### Labeled-object pointing entries:

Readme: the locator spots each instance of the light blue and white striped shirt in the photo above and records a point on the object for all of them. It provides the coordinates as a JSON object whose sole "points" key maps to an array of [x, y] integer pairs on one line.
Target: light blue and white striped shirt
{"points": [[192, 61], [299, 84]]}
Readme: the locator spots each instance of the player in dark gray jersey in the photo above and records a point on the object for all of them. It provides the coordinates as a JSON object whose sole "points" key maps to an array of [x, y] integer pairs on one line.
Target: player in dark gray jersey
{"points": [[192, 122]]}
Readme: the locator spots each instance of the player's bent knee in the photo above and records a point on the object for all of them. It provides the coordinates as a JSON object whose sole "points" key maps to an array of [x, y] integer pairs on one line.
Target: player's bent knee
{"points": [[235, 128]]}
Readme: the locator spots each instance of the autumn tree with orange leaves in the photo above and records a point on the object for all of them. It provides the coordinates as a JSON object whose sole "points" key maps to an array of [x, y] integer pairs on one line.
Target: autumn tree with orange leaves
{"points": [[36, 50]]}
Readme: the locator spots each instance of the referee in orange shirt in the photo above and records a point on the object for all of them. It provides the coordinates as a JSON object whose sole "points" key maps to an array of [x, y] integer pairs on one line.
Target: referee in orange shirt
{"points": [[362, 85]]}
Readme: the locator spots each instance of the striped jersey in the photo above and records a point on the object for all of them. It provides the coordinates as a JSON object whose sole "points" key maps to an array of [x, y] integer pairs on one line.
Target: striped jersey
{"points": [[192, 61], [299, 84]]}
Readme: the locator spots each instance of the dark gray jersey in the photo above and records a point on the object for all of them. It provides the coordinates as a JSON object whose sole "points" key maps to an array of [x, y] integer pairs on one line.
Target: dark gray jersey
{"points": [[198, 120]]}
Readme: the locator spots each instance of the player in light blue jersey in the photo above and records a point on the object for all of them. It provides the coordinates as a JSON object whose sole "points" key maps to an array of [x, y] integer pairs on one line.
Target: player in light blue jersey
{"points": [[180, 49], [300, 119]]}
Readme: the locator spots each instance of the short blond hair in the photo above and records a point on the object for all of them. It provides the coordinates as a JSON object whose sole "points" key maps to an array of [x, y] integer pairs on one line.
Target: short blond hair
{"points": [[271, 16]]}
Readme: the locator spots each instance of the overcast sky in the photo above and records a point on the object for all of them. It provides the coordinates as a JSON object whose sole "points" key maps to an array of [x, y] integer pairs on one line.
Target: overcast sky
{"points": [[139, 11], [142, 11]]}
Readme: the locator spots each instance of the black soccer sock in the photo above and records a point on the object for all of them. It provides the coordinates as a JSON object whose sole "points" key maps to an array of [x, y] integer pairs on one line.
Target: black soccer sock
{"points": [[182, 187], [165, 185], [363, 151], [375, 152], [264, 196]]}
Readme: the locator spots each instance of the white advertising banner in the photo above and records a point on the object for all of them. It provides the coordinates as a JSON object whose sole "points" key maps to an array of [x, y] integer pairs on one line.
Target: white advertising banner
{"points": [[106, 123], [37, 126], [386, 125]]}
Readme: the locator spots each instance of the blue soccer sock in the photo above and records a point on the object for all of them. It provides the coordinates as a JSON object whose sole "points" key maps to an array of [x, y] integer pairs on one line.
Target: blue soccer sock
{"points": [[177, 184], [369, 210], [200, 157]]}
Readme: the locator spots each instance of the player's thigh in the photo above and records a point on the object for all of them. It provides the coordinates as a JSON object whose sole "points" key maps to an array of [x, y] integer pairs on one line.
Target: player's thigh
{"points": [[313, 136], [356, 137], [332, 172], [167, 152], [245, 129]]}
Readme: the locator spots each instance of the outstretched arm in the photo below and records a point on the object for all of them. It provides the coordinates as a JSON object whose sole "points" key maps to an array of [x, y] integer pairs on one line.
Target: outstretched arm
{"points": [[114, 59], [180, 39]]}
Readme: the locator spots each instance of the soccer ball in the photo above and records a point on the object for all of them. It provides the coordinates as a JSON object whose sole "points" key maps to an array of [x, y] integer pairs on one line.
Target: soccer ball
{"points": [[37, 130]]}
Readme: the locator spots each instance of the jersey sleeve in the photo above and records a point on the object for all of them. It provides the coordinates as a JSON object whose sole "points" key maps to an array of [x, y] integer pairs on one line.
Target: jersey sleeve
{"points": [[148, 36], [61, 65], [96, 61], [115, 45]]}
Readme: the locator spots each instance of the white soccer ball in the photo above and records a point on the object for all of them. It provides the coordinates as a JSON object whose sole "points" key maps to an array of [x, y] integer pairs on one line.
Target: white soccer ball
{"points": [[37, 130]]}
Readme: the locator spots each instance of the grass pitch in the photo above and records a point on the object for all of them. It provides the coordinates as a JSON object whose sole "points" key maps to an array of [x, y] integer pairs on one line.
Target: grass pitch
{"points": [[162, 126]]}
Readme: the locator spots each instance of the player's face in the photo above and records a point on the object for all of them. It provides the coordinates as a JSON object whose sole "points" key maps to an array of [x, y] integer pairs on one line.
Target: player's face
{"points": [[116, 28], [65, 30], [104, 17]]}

### What is required:
Output the records above in their entirety, exactly.

### Worked solution:
Readme: the locator spots each instance of the light blue and white striped shirt in the photo above and records a point on the object for all of them. It provides the coordinates as a JSON object whose sole "points" key maps to an array of [x, y] integer pairs on one line.
Target: light blue and white striped shirt
{"points": [[192, 61], [299, 84]]}
Readme: the locator spots each instance of the player in dark gray jersey in the photo above and records a point on the object for all of them. It provides the coordinates as a JSON object whose sole "points" key maps to an array of [x, y] integer pairs on one line.
Target: player in dark gray jersey
{"points": [[192, 122]]}
Readme: the locator spots each instance of the player's bent knee in the photo above and records a point on the object for all of them. It provides the coordinates as a JSON object whose sole "points" key maps to an array of [x, y] integer pairs on one line.
Target: player's bent knee
{"points": [[235, 128]]}
Readme: the locator spots each instance of the autumn tree with orange leaves in the photo above and records a point on the object for all of them. It provides the coordinates as a JSON object whose sole "points" key maps to an array of [x, y] integer pairs on one line.
Target: autumn tree with orange leaves
{"points": [[36, 50]]}
Readme: the locator spots each instance of the referee in orange shirt in the photo above and records a point on the object for all of them. It provides the coordinates as a JSON object whose sole "points" key maps to an array of [x, y] integer pairs on one line.
Target: referee in orange shirt
{"points": [[362, 85]]}
Readme: the locator spots each instance of the striped jersey in the photo above and records a point on the object for all of them. It provides the coordinates as a JSON object whose sole "points" key maps to an array of [x, y] integer pairs on one line.
Target: striped jersey
{"points": [[192, 61], [299, 84]]}
Readme: the locator spots each instance of the dark gray jersey in the photo above and records a point on the object for all of them. It provides the coordinates as a JSON object whose sole "points" key maps to an array of [x, y] integer pairs on one line.
Target: dark gray jersey
{"points": [[198, 120]]}
Readme: the locator spots each instance of the player in light blue jersey in the photo above and records a point on the object for all of them. It provides the coordinates as a JSON object whose sole "points" key maps to an array of [x, y] integer pairs on one line.
Target: player in light blue jersey
{"points": [[180, 49], [300, 119]]}
Readme: the locator spots each instance of the short blond hair in the photo above and records a point on the object for all of them. It provides the coordinates as a JSON object whose sole "points" key maps to an array of [x, y] integer pairs on one line.
Target: short blond hair
{"points": [[271, 16]]}
Readme: the locator spots each instance of the overcast sky in the photo above and records a point on the object for all of them. It provides the coordinates as a JSON object whose sole "points" key maps to an array of [x, y] integer pairs on one line.
Target: overcast sky
{"points": [[139, 11], [142, 11]]}
Readme: the locator spots each instance of the black soccer sock in the photo above and records a point on the object for all of them. It provides the coordinates as a JSON object whose sole "points" key maps to an array of [x, y] integer pairs on one line.
Target: black soccer sock
{"points": [[182, 187], [165, 185], [363, 151], [375, 152], [264, 196]]}
Readme: the locator spots each instance of the white advertising banner in the photo above and records a point on the object for all of them. It provides the coordinates as a JSON object whose sole "points" key maps to an array of [x, y] integer pairs on one line.
Target: white advertising banner
{"points": [[106, 123], [37, 126], [386, 125]]}
Readme: the locator spots each instance of the blue soccer sock in the photo above and records a point on the object for all of them. It provides the coordinates as a JSON object whose sole "points" key maps to an array of [x, y] integer pairs on one line.
Target: blue soccer sock
{"points": [[177, 184], [369, 210], [200, 157]]}
Readme: the locator spots each instance of the player's thigh in the photo above and records a point on the object for all of them. It provides the coordinates as a JSON object whose sole "points" key maps to an array of [x, y] integer pairs on one line.
Target: player's thigh
{"points": [[313, 136], [356, 137], [332, 172], [167, 152], [245, 129]]}
Readme: the locator spots each instance of the outstretched arm in the photo below and records a point on the object for all of them. It provides the coordinates as a JSON object whose sole "points" key maps to an array of [x, y] integer pairs on one line.
Target: outstretched arm
{"points": [[114, 59], [180, 39]]}
Readme: the locator spots each instance of the soccer ball in the photo above and records a point on the object for all of them. It provides the coordinates as a JSON object whose sole "points" key maps to an array of [x, y] integer pairs on one line.
Target: soccer ball
{"points": [[37, 130]]}
Readme: the locator spots each instance of the jersey sleeve in the photo above and records a point on the object for all of them. It provides the coordinates as a JSON object whose sole "points" key maps to an array of [x, y] integer pairs on one line.
Target: jersey sleeve
{"points": [[148, 36], [61, 65], [96, 61], [115, 45]]}
Readme: the locator spots each instance of the white soccer ball in the photo above and records a point on the object for all of them. It provides the coordinates as a JSON object whose sole "points" key maps to an array of [x, y] integer pairs on one line.
Target: white soccer ball
{"points": [[37, 130]]}
Readme: the locator spots each instance of the grass pitch in the photo above and records a point on the object for all of them. It provides the coordinates as a JSON object whose sole "points" key maps to an array of [x, y] integer pairs on one line.
Target: grass pitch
{"points": [[162, 126]]}
Readme: the locator spots each instance of the player's face in the photo above and records a point on the object for all of them. It provides the coordinates as a JSON object whose sole "points" key maps to an array of [x, y] integer pairs on one line.
Target: player's face
{"points": [[116, 28], [65, 30], [104, 17]]}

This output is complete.